Dataset entries:
▬▬▬▬▬▬

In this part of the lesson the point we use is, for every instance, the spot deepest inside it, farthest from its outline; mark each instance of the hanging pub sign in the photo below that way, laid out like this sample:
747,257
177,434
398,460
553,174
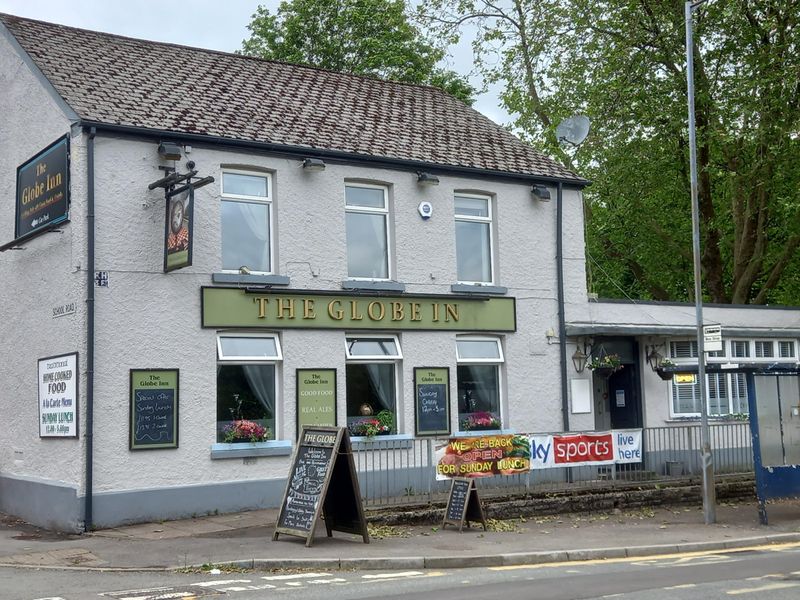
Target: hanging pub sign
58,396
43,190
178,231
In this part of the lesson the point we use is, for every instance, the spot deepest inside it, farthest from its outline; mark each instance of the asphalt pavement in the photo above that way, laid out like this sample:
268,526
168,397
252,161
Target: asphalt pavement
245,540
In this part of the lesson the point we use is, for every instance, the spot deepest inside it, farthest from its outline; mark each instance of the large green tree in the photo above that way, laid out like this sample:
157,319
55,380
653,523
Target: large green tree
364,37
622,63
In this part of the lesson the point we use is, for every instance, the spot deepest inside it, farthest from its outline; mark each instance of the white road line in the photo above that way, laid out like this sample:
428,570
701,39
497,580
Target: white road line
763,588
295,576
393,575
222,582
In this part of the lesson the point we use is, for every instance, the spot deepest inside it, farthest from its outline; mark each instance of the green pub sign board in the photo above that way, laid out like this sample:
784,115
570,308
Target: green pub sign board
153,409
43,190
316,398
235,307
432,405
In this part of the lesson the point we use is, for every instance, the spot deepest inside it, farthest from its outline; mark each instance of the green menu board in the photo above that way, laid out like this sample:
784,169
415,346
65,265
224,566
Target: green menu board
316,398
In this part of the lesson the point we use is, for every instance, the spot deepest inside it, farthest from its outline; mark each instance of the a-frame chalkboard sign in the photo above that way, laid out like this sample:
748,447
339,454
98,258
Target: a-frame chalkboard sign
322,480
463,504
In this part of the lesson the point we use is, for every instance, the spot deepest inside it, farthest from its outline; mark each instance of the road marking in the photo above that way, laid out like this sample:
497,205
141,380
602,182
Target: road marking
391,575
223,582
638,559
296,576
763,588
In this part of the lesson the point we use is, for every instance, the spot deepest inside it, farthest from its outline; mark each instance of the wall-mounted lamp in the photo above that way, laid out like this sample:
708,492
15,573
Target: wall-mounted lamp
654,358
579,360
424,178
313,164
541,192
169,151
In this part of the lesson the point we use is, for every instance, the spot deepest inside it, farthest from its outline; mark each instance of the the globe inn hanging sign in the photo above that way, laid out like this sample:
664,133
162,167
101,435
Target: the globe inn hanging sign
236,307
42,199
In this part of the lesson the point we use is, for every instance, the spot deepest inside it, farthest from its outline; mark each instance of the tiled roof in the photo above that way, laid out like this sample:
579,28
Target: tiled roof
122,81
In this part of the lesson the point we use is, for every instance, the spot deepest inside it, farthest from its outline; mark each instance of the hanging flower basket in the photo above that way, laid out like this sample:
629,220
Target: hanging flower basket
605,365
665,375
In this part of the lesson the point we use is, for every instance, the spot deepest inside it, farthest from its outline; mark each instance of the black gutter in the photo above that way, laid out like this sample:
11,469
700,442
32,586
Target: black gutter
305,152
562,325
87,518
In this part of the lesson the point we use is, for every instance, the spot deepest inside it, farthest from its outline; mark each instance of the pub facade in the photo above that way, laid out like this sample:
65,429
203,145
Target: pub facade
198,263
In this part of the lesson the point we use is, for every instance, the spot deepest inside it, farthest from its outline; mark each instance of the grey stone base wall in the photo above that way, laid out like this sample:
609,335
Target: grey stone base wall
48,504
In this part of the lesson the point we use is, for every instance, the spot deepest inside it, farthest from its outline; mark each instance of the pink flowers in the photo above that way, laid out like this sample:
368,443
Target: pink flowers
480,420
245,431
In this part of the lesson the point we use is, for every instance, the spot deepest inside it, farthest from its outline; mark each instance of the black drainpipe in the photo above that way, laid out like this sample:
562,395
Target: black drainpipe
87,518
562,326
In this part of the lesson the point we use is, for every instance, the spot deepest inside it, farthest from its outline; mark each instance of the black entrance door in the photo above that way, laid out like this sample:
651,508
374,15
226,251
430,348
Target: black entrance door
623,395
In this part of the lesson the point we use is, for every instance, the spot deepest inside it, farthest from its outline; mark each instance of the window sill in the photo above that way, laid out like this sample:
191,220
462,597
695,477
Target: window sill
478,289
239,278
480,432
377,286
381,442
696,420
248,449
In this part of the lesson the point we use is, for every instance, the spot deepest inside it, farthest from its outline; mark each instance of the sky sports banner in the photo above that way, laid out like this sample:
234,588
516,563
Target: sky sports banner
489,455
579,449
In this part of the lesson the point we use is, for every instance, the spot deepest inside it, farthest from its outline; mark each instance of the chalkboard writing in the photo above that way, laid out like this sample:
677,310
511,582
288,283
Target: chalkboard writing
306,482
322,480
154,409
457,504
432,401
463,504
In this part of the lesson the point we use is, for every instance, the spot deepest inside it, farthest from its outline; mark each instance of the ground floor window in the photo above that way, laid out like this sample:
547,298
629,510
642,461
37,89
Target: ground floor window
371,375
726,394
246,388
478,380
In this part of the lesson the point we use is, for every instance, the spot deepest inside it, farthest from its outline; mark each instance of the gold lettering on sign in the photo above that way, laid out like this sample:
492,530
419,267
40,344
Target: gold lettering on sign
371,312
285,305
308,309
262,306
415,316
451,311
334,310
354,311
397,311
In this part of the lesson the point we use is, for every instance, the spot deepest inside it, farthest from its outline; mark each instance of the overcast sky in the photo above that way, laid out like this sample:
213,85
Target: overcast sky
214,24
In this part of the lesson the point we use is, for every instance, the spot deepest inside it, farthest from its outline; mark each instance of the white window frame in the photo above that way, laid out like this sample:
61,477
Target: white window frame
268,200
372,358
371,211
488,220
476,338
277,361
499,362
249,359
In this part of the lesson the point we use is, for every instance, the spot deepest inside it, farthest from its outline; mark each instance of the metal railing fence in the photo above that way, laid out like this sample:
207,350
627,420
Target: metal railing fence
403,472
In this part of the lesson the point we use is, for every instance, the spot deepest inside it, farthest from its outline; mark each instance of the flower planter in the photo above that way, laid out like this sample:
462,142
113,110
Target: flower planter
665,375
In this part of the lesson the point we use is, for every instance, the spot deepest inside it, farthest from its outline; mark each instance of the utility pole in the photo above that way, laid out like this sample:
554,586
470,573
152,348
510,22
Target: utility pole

▬▬▬▬▬▬

Except for the pictures, give the data again word for word.

Your solution —
In this part of the lesson the point we use is, for every instance, the spot deepest inside it, farthest from its outline; mark each instance of the hanging pub sign in the photo below that way, laid out like this sample:
747,257
177,434
398,460
553,174
Target: hanging pub sign
58,396
43,190
178,231
In this part of the lesson the point we use is, for every instance, the spot deepest inside it, farthest from its outline; mark each instance of the asphalt pavement in the photo above that way, laid out like this sample:
268,526
168,397
252,161
Target: asphalt pavement
245,540
In this part of the lesson the point we use is, for every instance, the spot deepest inside it, farthest from its outline; mark each instance of the large green tree in the photo above that way, laid out like this sample:
157,319
55,380
653,523
Target: large green tree
364,37
622,63
In this part of the lesson the point we use is, for every instance, the spot deepest inside it, farthest from its outline; mark each instance of the white road line in the photo above that way, laid out like this sample:
428,570
701,39
497,580
Target: white road line
763,588
295,576
393,575
222,582
In this part of the lesson the point we use is, for every instance, the spot deepest inside it, farthest from its outline; mark each instance of the green pub sign board in the photo above that way, laid out like this sample:
784,115
570,308
Target: green pub sign board
153,409
43,190
316,398
235,307
432,405
In this part of the lesson the point we use is, for every instance, the spot deepest inside it, farthest from its outline; mark each instance of the green menu board in the photo above that way, laid out like this sample:
784,169
415,346
65,265
224,566
Target: green menu board
316,398
In this part of the lesson the point we use is, for every instance, the spot deepest inside it, farthest from its outline; mark each instance of the a-frame chalkboard sign in the photo above that way, laid out like this sample:
748,447
339,454
98,258
Target: a-frame chalkboard sign
322,480
463,504
In this part of the lesson the point we use is, for every instance, the spot deepest inside it, farthest from its outline; mark each instance of the road marking in the photo above that way, laid out like this sample:
497,205
141,380
602,182
Target: road marking
391,575
223,582
638,559
296,576
763,588
In this part of the lesson the point we use is, for every instance, the spot deepest inside it, farthest from its outline; mark each instance of the wall-mounted lamp in the photo above that way, laid out like this sample:
708,492
15,573
Target: wall-mounted lamp
654,358
579,360
424,178
313,164
541,192
169,151
In this part of the lesson the point we use is, for every instance, the spot deepest inside it, farthest from its outline; mark each instance of the the globe inn hanging sign in the photo above that way, laid out like this sample:
664,133
162,167
101,435
Target: the globe inn hanging sign
236,307
42,199
In this part of the lesson the point we use is, for every instance, the spot deepest inside it, farthest from its outline; mark each instance of the tiled roof in the photo above that way, laid out like this sample:
579,28
Target: tiled roof
122,81
In this part of the lesson the point we use is, for every instance, the spot deepest inside it, farthest from its outline; mark each instance of the hanging flower basket in the photo above that way, laid out like this sample:
629,220
Target: hanging flower basket
605,365
665,375
In this part of the lesson the point we use is, for every instance, the spot deepest inside it, farthest from its outline; mark each instance of the black gutter in the photo above that way, laid out like this sample:
11,469
700,442
32,586
Target: black gutter
305,152
562,325
87,518
In this part of the lesson the point we use is, for every instance, the spot deepest inside it, farthest from its outline; mark each instance of the pub facade in the photo above that way, laid out like this sample:
65,429
203,145
Target: pub facade
198,263
In this part of the lesson the point we use is, for every instance, the spot deepest inside it, farthest from its outline; mark each instance of the grey stone base wall in the photo above that way, laid out like this sample:
609,335
Target: grey stone base wall
48,504
In this part of the lesson the point we use is, for every instance, the spot deepest inside it, farthest from its outline; mark each instance of the pink flowers in the photo above that way, laid out like this sample:
368,443
Target: pink flowers
480,420
245,431
In this part of the lesson the point we use is, for every instance, the spot deepest inside it, farthest from its outline; mark each instance of the black drainpipe in the photo above that way, laid out like this sample:
562,395
Target: black drainpipe
87,518
562,326
In this part of the lesson the point we use is, for every instance, the spot deepest inside it, farthest from its outline; mark each instance of the black entrance door in the photo above that way, laid out like this sample:
651,508
374,15
226,251
430,348
Target: black entrance door
623,395
In this part of the lesson the point we use is, for every instance, the spot deepest inside it, farthest from its outline; mark each instance of the window sill in the photo above that way, laid out like this sample:
191,220
462,597
695,477
Target: window sill
478,289
239,278
480,432
377,286
381,442
696,420
248,449
In this part of the lesson the point we use is, for every instance, the spot deepest inside it, farthest from its outline; mark each instance of the sky sports banner in the photo above that way, laid out like this sample:
234,588
516,563
Target: sky sports banner
489,455
579,449
In this part of the lesson the point we use is, for every instance, the spot deepest inside it, farthest from its outline; mark each instance of the chalkboard writing in the photo above that way, laid out like this sample:
677,310
511,582
288,283
Target: chalkboard writing
306,482
322,480
154,409
457,504
432,401
463,504
In this part of the lesson the point we use is, for every instance, the spot deepest inside it, farthest from its outline; mark each instance of the ground floor window in the photo above that way, laid out like this sample:
547,298
629,510
642,461
37,89
Target: ground floor window
371,375
726,394
246,388
478,380
In this part of the lesson the point we use is, for every instance, the spot deepest inside it, farthest from its outline; mark each instance of the gold lettering on sign in the photo above that way, laid out like this sample:
492,530
419,267
40,344
Target: gold lettering on sign
371,312
285,305
308,309
262,306
415,316
451,311
334,310
354,311
397,311
In this part of the lesson the point we use is, for every instance, the spot deepest inside it, farthest from its outline; mark each instance of the overcast sky in the photo above that way, laid out like this sample:
213,85
Target: overcast sky
214,24
In this part of the lesson the point we use is, for every instance, the spot deepest inside it, farthest from its outline; mark each instance of the white window frame in the photo above that way, laid out like this sample:
61,477
Target: white window frame
268,200
372,358
371,211
488,220
476,338
277,361
499,362
249,359
In this part of the lesson the point we use is, for every instance, the spot deepest inside it, farthest from its outline; mark each instance of the metal railing fence in the photo above that way, laid out like this sample:
207,350
627,420
Target: metal railing fence
403,472
In this part of the lesson the point we use is, for every instance, the spot deepest inside it, farthest from its outline; mark each instance of the flower planter in the photo above that way, laid out like this sample:
462,142
113,110
Target: flower planter
665,375
In this part of the lesson the point we use is, for every instance, the spot deepest inside it, farthest from its outline; mark each instance of the utility pole in the photo above that way, laid out like this sample:
554,586
470,573
152,348
510,22
Target: utility pole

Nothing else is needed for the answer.